* **DIRECTIONS**:
Revise the forum thread from "# SWF 1501c" up to and including "find it. Thanks!", putting "secondhand" in place of "used", and write out that stretch.

# SWF 1501c Manual Needed



## JoeFresco (Dec 16, 2011)

Hello, I just purchased a used swf 1501c embroidery machine and was wondering if anyone had the pdf manual, or knows where I can find it. Thanks!


----------



## kblack (Feb 2, 2011)

I have found a lot of helpful tips on this web site.


SWF East | Support Videos


I also own a SWF 1501 

there might be some other places on the Mesa SWF sites with information. 

If I can help you can message me


----------



## binki (Jul 16, 2006)

I have it, just need to locate it.


----------



## binki (Jul 16, 2006)

try here:
Index of /Sunstar SWF 
and in general here:
Index of /


----------



## JoeFresco (Dec 16, 2011)

Thanks, that's a parts manual and it's helpful, but I am looking for the user manual. I am having difficulty with some very basic things.


----------



## kblack (Feb 2, 2011)

I didn't get a user manual with my machine. I paid a technician to come out for 2 days and go over the basic functions of the machine. The rest is learning..if you are having problems getting started then maybe you can get some answers here..


----------



## Don-ColDesi (Oct 18, 2006)

If you have never embroidered before I would suggest that you consider having a technician come train you or getting with a distributor and taking one of their training classes. If you need an actual manual or training CD you may want to contact the service department at a distributor and find out about ordering one from them.

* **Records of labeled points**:
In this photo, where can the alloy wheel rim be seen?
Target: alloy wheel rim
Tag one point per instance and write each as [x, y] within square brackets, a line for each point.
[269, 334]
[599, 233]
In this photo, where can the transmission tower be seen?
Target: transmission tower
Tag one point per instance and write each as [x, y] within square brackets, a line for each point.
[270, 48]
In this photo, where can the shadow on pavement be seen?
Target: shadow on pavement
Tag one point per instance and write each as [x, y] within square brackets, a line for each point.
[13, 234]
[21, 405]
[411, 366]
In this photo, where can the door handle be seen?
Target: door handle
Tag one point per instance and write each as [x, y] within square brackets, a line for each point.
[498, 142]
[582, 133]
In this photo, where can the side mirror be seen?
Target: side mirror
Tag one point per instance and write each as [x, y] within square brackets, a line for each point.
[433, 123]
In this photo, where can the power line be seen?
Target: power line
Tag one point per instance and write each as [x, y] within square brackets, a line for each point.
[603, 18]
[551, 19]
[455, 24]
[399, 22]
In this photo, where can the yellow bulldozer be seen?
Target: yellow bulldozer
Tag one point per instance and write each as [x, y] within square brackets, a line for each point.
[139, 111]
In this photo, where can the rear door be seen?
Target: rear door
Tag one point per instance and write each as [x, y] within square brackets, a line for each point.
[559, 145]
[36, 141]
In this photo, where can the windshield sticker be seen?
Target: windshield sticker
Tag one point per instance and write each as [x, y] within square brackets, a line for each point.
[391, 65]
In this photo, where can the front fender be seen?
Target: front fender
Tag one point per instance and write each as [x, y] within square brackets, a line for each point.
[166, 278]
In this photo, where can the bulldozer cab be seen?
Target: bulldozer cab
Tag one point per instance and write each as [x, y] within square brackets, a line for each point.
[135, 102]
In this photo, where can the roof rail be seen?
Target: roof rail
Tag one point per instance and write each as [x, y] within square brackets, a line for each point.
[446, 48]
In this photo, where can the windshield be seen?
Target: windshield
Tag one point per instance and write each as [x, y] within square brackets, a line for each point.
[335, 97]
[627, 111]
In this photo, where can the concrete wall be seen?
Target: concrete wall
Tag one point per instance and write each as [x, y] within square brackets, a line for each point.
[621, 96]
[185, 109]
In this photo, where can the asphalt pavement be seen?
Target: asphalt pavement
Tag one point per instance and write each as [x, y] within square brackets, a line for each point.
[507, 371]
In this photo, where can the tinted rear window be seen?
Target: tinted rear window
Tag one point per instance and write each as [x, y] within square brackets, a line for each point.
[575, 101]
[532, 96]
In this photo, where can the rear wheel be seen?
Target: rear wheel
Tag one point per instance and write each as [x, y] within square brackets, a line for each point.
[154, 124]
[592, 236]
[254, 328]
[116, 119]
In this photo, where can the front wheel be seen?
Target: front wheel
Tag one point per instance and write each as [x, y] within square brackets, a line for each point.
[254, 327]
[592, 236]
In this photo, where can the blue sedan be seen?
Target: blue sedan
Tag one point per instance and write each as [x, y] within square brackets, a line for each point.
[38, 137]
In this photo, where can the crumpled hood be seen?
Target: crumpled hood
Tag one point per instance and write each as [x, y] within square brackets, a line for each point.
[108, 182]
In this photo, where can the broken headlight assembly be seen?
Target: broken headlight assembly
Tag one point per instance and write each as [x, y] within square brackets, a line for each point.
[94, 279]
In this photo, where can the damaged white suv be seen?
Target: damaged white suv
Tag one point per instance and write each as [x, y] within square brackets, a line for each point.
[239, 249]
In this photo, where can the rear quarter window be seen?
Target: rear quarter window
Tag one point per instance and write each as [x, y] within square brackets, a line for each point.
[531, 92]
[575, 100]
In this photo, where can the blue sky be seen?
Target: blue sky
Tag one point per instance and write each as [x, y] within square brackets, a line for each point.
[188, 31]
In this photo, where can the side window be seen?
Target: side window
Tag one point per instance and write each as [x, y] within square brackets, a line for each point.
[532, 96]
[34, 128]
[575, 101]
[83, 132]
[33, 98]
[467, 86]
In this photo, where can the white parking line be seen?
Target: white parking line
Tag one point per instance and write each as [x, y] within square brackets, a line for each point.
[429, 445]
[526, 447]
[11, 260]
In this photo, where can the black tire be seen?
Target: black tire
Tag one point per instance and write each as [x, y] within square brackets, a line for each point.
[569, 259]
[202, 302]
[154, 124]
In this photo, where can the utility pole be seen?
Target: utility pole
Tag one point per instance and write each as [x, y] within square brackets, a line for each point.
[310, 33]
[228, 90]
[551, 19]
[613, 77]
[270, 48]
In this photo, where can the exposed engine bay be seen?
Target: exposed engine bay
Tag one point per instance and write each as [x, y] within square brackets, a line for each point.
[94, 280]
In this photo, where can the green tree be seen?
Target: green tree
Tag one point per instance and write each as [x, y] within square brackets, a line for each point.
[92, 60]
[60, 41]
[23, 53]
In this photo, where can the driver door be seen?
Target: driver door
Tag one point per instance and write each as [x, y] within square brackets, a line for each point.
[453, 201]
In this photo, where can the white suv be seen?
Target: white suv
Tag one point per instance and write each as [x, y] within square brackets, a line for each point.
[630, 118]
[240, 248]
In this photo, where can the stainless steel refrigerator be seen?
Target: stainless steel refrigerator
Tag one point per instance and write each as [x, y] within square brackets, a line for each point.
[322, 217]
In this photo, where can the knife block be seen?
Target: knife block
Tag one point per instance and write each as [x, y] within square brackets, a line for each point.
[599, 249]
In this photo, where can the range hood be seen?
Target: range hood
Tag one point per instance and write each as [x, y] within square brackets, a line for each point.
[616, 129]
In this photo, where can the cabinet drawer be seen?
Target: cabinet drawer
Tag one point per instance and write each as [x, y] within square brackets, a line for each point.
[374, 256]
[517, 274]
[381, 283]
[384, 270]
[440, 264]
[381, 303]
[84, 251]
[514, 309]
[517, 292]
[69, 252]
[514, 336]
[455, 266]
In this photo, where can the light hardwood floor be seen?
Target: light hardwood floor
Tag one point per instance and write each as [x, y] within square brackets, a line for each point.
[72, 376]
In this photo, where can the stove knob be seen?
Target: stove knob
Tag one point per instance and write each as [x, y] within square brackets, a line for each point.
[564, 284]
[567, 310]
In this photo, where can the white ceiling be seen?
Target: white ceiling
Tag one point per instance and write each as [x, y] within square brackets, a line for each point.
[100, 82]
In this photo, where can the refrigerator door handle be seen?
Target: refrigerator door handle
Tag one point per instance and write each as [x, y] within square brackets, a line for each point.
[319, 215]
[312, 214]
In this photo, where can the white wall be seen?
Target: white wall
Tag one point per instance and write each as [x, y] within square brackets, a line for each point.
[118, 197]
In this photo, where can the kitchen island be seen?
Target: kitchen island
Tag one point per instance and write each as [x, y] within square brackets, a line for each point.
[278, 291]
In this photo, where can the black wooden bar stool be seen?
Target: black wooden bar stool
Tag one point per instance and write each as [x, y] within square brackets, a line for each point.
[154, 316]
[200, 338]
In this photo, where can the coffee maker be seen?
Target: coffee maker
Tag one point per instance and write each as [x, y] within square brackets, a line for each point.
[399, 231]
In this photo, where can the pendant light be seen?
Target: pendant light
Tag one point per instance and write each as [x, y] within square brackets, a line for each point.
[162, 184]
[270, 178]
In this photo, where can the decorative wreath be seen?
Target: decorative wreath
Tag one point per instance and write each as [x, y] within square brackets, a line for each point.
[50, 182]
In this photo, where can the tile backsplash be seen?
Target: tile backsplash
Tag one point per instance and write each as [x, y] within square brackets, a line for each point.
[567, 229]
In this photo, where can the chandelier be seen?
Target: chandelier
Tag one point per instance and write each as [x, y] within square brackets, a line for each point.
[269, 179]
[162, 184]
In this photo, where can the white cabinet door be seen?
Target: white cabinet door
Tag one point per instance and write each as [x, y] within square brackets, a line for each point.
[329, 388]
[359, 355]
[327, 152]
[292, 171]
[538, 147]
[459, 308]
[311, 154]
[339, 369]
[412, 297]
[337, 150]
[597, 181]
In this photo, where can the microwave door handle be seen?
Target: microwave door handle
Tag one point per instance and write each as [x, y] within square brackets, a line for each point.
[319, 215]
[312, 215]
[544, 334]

* **FULL RESPONSE**:
# SWF 1501c Manual Needed



## JoeFresco (Dec 16, 2011)

Hello, I just purchased a secondhand swf 1501c embroidery machine and was wondering if anyone had the pdf manual, or knows where I can find it. Thanks!